Your assignment
Report how many lines of the listing include the word "blueberry"; nothing else should be written.
====== Excerpted data
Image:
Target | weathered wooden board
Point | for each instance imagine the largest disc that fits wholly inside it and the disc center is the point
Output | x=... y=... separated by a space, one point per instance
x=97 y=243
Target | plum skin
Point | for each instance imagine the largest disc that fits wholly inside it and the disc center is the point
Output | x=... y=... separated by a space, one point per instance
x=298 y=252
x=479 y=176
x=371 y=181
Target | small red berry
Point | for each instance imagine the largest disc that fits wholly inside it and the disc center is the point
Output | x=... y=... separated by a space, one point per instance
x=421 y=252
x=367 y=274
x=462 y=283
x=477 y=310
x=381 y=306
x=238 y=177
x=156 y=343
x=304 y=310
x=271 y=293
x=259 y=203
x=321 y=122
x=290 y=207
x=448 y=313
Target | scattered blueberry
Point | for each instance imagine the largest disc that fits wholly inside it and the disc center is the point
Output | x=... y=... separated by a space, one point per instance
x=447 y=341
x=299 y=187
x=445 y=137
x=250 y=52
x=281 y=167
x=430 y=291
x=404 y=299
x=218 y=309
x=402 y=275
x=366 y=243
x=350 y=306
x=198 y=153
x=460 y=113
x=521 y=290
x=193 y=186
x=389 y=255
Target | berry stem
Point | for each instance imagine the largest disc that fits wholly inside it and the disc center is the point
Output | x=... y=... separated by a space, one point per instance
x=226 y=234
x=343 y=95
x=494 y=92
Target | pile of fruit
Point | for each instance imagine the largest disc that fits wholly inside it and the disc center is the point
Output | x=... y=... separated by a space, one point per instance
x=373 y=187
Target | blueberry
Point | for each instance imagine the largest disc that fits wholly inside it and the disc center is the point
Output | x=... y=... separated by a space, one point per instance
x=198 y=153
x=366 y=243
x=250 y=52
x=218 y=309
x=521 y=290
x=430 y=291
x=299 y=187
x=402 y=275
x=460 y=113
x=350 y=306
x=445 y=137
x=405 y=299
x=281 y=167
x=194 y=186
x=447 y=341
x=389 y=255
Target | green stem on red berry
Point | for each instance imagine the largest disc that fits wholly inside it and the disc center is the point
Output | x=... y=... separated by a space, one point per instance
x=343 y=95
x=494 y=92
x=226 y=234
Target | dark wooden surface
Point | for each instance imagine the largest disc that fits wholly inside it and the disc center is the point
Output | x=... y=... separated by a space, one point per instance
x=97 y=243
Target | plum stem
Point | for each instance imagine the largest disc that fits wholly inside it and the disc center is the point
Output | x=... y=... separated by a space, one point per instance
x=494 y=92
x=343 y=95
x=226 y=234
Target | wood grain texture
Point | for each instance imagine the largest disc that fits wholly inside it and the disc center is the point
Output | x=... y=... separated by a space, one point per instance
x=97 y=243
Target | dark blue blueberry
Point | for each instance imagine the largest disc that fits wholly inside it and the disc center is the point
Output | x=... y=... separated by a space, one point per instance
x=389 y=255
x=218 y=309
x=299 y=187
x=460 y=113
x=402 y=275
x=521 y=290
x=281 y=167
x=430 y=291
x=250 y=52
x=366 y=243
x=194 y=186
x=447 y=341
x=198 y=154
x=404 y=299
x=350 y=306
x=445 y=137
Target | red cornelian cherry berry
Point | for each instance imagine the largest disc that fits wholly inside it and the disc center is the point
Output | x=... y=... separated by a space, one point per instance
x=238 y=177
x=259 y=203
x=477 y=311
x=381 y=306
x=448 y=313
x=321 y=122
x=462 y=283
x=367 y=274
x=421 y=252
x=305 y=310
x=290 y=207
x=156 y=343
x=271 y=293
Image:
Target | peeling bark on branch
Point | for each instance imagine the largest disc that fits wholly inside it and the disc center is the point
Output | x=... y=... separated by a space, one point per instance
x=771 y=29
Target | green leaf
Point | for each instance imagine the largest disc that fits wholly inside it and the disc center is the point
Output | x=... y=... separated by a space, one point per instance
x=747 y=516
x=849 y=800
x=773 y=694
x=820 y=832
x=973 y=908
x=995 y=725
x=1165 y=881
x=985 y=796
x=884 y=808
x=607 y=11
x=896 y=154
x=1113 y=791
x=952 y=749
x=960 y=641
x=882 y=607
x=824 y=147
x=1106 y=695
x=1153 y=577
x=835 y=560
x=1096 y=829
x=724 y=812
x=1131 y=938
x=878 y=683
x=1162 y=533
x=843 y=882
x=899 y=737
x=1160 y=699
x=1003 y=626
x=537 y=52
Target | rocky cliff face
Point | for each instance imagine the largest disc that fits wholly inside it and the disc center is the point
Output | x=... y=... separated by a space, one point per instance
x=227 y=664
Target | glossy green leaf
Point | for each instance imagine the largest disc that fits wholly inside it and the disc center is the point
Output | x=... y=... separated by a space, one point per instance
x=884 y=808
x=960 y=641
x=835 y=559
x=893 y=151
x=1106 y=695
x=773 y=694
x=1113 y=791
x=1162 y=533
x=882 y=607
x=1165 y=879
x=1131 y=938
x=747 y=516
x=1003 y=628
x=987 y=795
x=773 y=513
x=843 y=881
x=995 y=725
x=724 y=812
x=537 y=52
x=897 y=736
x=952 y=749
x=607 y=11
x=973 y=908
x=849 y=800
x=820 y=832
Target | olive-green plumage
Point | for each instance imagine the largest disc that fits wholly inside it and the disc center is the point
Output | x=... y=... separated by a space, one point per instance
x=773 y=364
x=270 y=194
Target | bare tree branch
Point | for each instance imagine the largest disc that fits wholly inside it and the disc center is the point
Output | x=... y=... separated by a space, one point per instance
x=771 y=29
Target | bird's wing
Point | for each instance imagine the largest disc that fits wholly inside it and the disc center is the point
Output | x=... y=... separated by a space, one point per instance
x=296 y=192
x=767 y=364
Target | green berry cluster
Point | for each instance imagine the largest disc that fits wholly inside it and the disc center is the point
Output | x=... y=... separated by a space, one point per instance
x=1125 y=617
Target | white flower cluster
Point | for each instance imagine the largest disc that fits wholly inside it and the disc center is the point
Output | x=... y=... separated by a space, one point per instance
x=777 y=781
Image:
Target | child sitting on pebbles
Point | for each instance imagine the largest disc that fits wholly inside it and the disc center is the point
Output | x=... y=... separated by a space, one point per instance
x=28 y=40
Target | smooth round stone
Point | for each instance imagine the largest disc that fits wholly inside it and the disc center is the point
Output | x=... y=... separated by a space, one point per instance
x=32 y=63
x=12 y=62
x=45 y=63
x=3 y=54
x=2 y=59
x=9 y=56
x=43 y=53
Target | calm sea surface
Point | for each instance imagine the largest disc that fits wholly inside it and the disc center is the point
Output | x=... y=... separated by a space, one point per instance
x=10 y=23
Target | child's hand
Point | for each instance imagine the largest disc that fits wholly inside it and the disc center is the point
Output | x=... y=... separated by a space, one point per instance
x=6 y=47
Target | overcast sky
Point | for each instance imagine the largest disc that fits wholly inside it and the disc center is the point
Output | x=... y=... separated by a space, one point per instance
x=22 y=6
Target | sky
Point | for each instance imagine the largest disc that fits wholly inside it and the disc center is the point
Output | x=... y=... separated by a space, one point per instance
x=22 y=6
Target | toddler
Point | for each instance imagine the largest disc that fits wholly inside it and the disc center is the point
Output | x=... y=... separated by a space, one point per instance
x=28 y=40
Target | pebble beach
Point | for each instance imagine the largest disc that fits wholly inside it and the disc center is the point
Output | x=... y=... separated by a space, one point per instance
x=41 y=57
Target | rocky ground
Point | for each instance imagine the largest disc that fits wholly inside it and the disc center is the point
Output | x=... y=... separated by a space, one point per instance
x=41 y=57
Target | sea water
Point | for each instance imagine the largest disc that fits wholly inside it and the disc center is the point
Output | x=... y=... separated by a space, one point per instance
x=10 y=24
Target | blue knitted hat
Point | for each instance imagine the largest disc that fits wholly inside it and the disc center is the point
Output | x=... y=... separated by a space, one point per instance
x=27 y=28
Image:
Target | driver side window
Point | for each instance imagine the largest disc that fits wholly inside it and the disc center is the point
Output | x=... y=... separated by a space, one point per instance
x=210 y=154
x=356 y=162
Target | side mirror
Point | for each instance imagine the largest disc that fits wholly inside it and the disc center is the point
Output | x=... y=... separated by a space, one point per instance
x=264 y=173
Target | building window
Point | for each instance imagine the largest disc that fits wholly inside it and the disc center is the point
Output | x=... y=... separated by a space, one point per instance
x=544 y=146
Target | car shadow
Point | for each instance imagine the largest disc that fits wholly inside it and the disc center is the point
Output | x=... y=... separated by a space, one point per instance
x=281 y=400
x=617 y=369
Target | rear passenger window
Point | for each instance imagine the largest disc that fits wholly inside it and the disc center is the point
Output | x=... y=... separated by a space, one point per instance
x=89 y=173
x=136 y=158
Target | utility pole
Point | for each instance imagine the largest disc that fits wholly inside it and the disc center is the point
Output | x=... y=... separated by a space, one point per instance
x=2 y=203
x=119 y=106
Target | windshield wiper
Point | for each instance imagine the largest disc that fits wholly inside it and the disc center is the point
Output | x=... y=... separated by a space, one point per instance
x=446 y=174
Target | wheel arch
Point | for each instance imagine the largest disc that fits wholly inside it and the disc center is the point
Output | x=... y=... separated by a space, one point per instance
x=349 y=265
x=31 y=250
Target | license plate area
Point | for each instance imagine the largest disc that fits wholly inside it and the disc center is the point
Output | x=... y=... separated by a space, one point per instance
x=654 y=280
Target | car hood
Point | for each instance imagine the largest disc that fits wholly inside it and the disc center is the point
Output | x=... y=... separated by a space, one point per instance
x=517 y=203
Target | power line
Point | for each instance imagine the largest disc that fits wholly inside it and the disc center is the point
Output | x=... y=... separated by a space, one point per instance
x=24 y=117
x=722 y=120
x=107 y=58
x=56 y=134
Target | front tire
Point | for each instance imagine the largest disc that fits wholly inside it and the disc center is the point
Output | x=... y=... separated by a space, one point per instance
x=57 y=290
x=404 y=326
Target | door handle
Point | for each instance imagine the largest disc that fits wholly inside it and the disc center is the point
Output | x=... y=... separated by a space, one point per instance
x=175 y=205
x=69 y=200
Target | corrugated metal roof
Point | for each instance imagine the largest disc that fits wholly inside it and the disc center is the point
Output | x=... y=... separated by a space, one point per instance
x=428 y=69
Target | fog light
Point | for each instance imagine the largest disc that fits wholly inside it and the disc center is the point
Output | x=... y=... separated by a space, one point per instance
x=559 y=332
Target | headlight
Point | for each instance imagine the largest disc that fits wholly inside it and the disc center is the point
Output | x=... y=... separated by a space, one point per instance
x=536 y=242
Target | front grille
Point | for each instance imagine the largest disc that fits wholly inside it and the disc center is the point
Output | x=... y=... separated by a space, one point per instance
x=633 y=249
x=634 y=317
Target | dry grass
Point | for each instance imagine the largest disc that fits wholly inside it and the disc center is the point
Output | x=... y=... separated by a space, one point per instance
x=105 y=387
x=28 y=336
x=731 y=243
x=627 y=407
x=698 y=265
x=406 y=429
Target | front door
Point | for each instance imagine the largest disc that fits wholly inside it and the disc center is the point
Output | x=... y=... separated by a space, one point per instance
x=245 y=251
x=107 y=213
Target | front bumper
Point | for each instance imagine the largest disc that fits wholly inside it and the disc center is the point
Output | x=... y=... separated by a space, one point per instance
============
Output for this exercise
3